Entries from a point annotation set
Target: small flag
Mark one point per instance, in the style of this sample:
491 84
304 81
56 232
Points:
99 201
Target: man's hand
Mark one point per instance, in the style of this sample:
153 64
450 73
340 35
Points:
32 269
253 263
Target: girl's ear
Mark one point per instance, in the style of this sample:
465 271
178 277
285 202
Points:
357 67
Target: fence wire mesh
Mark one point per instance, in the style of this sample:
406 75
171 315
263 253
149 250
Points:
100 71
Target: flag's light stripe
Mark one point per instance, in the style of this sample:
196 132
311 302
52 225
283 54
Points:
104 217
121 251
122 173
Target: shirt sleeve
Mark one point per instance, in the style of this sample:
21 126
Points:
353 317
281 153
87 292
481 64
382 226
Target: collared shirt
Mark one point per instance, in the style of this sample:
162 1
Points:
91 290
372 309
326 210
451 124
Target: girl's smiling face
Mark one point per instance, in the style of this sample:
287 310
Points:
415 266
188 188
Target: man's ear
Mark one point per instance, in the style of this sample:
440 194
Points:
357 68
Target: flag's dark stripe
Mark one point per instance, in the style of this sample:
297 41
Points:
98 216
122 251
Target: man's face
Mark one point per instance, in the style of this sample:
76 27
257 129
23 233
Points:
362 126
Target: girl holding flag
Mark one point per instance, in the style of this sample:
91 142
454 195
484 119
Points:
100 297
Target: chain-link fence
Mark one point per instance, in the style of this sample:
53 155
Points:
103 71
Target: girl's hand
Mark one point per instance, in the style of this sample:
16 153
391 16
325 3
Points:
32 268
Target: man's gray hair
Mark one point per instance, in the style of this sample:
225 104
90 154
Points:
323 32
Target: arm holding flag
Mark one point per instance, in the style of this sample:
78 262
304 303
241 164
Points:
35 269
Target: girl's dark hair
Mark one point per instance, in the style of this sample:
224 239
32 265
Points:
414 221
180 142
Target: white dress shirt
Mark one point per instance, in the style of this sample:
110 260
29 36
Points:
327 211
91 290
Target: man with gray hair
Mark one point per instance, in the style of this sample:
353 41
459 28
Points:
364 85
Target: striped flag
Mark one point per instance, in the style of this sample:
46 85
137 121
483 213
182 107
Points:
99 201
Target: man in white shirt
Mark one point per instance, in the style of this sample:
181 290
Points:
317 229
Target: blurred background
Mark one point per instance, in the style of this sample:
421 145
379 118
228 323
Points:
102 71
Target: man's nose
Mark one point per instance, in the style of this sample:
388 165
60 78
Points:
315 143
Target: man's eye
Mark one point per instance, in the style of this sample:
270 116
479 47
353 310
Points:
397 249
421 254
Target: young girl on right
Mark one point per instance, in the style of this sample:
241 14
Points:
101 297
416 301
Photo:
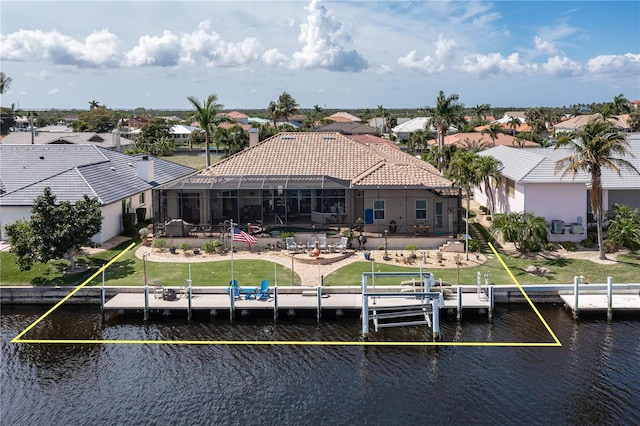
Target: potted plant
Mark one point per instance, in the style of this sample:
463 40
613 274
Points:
349 234
185 247
144 235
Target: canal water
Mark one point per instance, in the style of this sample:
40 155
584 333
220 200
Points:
593 378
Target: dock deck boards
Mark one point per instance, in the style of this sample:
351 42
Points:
599 302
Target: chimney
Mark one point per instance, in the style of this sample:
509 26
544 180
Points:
254 137
145 169
115 138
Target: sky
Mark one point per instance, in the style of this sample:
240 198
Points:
333 54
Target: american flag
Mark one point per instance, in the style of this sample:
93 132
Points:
242 237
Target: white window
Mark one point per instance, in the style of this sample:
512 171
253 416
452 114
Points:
378 209
421 210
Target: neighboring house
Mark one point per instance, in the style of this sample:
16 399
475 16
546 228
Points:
180 133
122 183
530 183
343 117
317 178
481 141
405 130
576 123
112 141
348 128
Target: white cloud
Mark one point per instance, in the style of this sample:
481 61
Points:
614 65
544 46
41 75
99 49
431 64
160 51
495 64
325 43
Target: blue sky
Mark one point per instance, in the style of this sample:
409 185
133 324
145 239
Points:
335 54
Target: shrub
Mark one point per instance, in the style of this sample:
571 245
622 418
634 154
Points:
286 234
209 246
159 243
587 243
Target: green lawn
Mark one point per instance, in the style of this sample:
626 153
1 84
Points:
130 271
627 270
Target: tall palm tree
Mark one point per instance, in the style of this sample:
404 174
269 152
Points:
620 105
493 131
287 106
5 82
488 171
207 115
447 112
462 172
595 146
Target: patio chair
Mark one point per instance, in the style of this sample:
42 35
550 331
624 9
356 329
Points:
158 289
342 245
311 243
291 245
322 244
235 288
259 293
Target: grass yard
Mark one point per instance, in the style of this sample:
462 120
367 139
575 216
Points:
130 271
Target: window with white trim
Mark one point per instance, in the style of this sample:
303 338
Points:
379 209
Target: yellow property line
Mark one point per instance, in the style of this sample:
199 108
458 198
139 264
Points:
18 338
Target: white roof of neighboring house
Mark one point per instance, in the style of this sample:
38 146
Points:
418 123
181 129
538 165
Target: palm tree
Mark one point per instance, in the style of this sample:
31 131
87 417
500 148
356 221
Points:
620 105
513 123
447 112
462 172
488 171
493 131
595 146
273 111
287 106
207 115
5 82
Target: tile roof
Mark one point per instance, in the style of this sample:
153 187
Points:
333 155
105 140
75 170
538 165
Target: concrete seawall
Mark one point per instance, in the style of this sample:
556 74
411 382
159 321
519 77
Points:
548 293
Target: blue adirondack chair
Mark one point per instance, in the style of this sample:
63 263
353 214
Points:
235 288
259 293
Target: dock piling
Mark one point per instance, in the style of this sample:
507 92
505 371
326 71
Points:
609 298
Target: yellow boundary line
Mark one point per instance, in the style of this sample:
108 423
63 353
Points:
18 338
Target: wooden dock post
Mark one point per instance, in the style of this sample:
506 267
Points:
576 290
232 303
609 298
189 298
319 313
275 302
435 308
365 308
102 297
146 301
491 304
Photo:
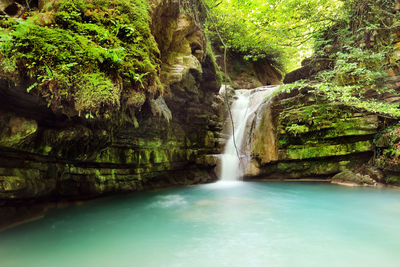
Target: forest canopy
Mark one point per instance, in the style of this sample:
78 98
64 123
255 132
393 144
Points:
282 31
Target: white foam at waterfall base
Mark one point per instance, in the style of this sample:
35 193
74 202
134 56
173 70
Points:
242 110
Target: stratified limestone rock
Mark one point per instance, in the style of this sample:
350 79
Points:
45 156
350 178
16 130
308 137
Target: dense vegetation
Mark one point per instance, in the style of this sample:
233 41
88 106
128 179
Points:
281 31
84 57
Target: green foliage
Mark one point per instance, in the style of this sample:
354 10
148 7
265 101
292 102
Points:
281 31
360 46
83 59
296 129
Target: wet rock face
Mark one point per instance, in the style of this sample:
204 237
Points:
48 156
313 138
248 74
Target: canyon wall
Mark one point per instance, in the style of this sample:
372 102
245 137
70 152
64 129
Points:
45 155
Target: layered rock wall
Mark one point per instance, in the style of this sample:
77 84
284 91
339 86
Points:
44 155
310 138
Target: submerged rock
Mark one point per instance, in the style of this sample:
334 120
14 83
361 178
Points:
353 179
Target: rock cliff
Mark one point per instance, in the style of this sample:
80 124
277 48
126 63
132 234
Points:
46 155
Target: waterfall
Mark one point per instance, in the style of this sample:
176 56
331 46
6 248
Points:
243 112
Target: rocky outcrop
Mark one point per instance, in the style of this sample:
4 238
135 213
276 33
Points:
309 67
249 74
48 156
310 138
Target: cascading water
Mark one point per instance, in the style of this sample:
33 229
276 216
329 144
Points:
242 110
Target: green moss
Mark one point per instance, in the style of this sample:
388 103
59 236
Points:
91 55
324 150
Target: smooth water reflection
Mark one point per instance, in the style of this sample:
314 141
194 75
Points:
222 224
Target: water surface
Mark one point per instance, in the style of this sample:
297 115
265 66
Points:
222 224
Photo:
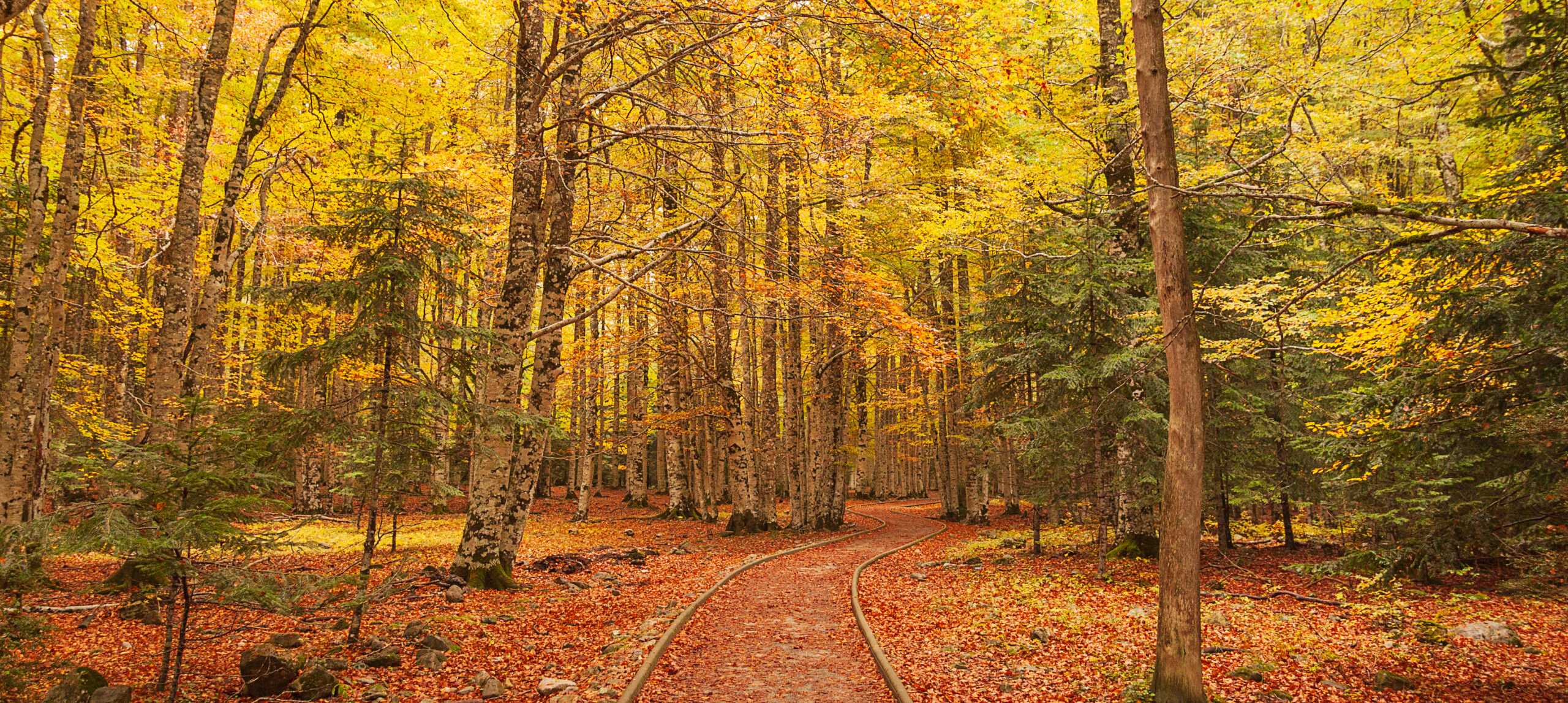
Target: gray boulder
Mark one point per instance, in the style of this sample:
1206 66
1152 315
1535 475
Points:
383 658
1488 631
435 642
265 671
315 683
1392 682
432 659
551 686
110 694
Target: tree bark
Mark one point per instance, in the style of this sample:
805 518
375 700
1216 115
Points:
225 248
178 259
29 463
27 319
1178 672
488 547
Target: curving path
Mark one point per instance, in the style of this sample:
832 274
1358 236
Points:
783 631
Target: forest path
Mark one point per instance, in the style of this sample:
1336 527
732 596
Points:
783 631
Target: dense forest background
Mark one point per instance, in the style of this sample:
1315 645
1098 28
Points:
372 259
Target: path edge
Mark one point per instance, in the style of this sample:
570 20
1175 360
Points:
883 666
632 690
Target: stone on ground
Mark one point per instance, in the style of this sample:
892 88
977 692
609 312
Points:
265 671
1488 631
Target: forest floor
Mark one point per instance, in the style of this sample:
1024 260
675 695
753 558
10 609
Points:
962 634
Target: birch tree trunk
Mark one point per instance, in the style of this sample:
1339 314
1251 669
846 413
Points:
637 426
1178 672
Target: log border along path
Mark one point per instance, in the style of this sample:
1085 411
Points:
883 667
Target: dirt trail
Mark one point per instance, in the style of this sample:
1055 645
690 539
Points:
783 631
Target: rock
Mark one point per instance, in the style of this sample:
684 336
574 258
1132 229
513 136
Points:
265 671
1392 682
435 642
1432 633
432 659
1488 631
315 683
110 694
383 658
551 686
77 686
1249 674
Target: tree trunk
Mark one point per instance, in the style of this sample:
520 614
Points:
486 550
178 259
225 248
796 441
637 426
1178 672
27 319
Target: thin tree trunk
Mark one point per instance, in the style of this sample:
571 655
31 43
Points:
637 426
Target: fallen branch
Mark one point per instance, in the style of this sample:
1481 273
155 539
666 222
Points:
1322 601
62 608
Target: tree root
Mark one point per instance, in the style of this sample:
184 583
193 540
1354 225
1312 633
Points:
1322 601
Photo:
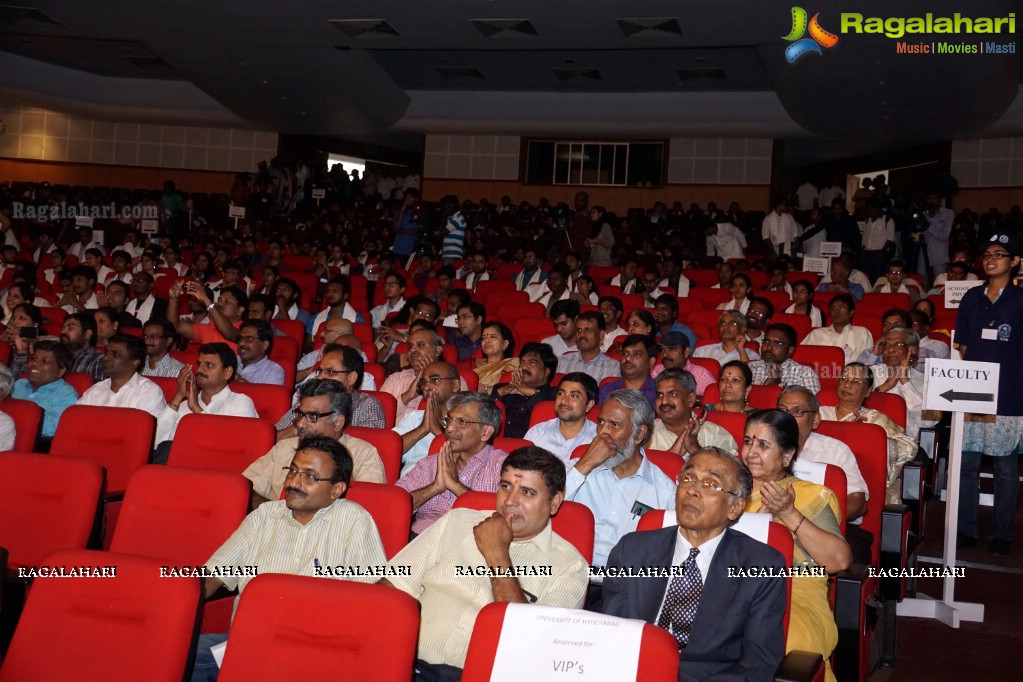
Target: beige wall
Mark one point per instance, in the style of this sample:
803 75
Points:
42 135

## [WORK INSTRUCTIONS]
Omit the pictures, and please restate word for word the lines running from the line with "Target: curving path" to the end of the entries.

## [SOLUTION TO THIS TASK]
Target: curving path
Mark one point per instance, in the style of this sample:
832 274
1358 236
Points:
783 631
Target: forest path
Mark one point per instance, in the style of this sample:
1336 527
732 596
Points:
783 631
Target: dense forest background
Mark one point per instance, in the style of this sample:
1315 645
1098 28
Points:
372 259
Target: path edge
Mark one point per instance, in the style of this sample:
570 20
1175 360
Points:
883 666
632 690
Target: stone on ground
Mark one point per instance, in the style of this sample:
892 88
977 692
609 312
Points:
265 671
1488 631
Target: forest floor
Mark one point per instance, in the style of this sample:
1024 260
675 695
753 558
10 609
Points:
962 634
Target: birch tree trunk
Mark one point per instance, in the style of this sample:
1339 314
1251 669
846 413
Points:
637 426
1178 672
Target: log border along path
Mark one point per instance, in the style of this sample:
1085 411
Points:
883 667
Target: dirt trail
Mark one point per instance, in the style of this sample:
1055 645
690 539
Points:
783 631
Target: rock
Mark one point per instance, in the style of this sample:
684 336
574 258
1132 229
513 136
Points:
265 671
1392 682
435 642
1432 633
432 659
1488 631
315 683
110 694
383 658
551 686
77 686
1249 674
Target: tree trunk
Mark one point per instance, in the style of this sample:
520 614
Points:
486 550
178 259
225 248
796 441
637 426
1178 672
27 319
Target: thin tree trunk
Mark one point per instance, in the style of this sample:
571 655
31 43
Points:
637 426
Target: fallen branch
Mark one point per instance, in the style of this sample:
1481 273
155 539
666 222
Points:
1322 601
62 608
Target: tree root
Mark one point per instance, in the style of this sample:
184 583
193 540
1354 225
1312 633
Points:
1322 601
Photo:
Target: beige wall
Mark one point per instance, in the style of this sample:
803 75
Points:
42 135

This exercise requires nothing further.